* **What you need to do**
Give every line of the items below that contains the word "blurred".

A block of data

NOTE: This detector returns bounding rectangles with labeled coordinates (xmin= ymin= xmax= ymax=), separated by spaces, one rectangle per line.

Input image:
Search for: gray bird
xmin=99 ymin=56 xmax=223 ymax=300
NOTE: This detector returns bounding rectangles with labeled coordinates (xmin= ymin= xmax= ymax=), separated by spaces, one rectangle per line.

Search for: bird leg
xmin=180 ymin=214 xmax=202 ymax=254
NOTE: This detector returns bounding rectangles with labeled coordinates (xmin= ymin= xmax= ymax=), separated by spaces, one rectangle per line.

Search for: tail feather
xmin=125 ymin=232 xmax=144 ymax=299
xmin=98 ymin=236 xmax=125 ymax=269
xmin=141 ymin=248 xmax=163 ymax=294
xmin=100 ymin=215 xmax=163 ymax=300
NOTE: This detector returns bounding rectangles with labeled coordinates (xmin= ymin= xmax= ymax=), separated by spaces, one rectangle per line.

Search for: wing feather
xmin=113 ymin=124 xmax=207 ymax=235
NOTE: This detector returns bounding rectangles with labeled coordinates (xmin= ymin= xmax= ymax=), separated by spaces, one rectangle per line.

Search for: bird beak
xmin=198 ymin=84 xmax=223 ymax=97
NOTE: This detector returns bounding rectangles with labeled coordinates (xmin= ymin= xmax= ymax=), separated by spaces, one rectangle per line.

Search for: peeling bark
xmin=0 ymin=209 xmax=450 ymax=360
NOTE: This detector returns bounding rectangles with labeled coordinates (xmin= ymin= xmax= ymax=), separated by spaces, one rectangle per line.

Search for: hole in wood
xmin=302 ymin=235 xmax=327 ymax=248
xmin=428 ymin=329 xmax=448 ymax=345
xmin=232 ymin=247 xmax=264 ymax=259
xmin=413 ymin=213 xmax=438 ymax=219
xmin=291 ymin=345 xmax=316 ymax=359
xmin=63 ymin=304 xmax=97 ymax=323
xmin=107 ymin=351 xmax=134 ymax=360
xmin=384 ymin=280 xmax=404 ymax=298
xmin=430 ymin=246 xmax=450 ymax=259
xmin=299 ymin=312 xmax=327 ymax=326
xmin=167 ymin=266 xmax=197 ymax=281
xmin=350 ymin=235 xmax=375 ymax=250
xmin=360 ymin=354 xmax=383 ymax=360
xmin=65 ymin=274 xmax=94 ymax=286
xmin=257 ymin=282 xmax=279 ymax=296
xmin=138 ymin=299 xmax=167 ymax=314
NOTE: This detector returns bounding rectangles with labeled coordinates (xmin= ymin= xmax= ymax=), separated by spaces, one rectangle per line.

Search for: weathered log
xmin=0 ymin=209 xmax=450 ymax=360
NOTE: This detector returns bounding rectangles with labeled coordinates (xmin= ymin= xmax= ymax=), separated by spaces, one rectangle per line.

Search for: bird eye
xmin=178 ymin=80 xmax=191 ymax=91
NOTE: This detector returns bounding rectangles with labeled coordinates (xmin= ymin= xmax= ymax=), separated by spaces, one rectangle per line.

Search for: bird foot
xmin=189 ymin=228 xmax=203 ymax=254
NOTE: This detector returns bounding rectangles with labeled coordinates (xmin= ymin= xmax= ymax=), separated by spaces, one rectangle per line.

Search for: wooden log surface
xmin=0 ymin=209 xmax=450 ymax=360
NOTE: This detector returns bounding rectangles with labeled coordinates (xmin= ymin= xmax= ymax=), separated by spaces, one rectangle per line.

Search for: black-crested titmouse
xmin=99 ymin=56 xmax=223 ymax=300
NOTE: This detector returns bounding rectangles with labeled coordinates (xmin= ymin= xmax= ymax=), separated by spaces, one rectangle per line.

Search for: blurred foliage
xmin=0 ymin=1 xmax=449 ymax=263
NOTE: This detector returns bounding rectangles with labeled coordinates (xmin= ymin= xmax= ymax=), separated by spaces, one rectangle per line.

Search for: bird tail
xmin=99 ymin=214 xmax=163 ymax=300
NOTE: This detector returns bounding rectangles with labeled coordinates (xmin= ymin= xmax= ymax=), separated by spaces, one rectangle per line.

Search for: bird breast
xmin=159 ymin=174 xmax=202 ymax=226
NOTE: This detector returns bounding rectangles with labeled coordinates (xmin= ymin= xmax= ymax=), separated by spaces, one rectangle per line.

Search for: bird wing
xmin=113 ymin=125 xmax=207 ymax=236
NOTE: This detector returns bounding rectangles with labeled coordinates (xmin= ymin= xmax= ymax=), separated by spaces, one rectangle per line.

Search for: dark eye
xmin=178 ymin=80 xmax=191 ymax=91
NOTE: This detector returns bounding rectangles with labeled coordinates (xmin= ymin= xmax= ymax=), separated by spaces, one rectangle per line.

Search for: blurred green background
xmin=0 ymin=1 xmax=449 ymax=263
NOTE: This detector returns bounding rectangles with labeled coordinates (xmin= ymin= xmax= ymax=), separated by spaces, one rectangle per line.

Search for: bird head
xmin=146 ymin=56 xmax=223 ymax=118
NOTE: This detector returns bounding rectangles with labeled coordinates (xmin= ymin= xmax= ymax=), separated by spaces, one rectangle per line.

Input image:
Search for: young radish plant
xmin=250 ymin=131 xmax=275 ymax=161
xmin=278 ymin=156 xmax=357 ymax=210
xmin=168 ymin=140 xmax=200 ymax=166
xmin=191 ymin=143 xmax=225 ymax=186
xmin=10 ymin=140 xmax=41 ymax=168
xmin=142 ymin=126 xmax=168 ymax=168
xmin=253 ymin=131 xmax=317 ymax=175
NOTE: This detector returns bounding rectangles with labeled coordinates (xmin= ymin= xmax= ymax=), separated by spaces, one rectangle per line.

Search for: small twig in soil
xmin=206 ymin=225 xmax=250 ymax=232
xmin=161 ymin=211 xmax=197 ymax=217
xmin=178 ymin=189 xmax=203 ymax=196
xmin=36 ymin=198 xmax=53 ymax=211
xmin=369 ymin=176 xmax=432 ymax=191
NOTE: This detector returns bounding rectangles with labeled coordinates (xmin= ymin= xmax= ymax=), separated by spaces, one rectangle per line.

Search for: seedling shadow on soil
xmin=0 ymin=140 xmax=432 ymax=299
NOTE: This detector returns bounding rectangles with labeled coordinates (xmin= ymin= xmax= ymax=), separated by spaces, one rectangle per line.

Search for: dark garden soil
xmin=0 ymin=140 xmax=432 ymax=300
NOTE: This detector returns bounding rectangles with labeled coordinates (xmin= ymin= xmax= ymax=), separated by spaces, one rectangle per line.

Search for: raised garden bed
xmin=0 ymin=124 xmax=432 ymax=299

* **The completed task**
Search for: blurred foliage
Search for: blurred green background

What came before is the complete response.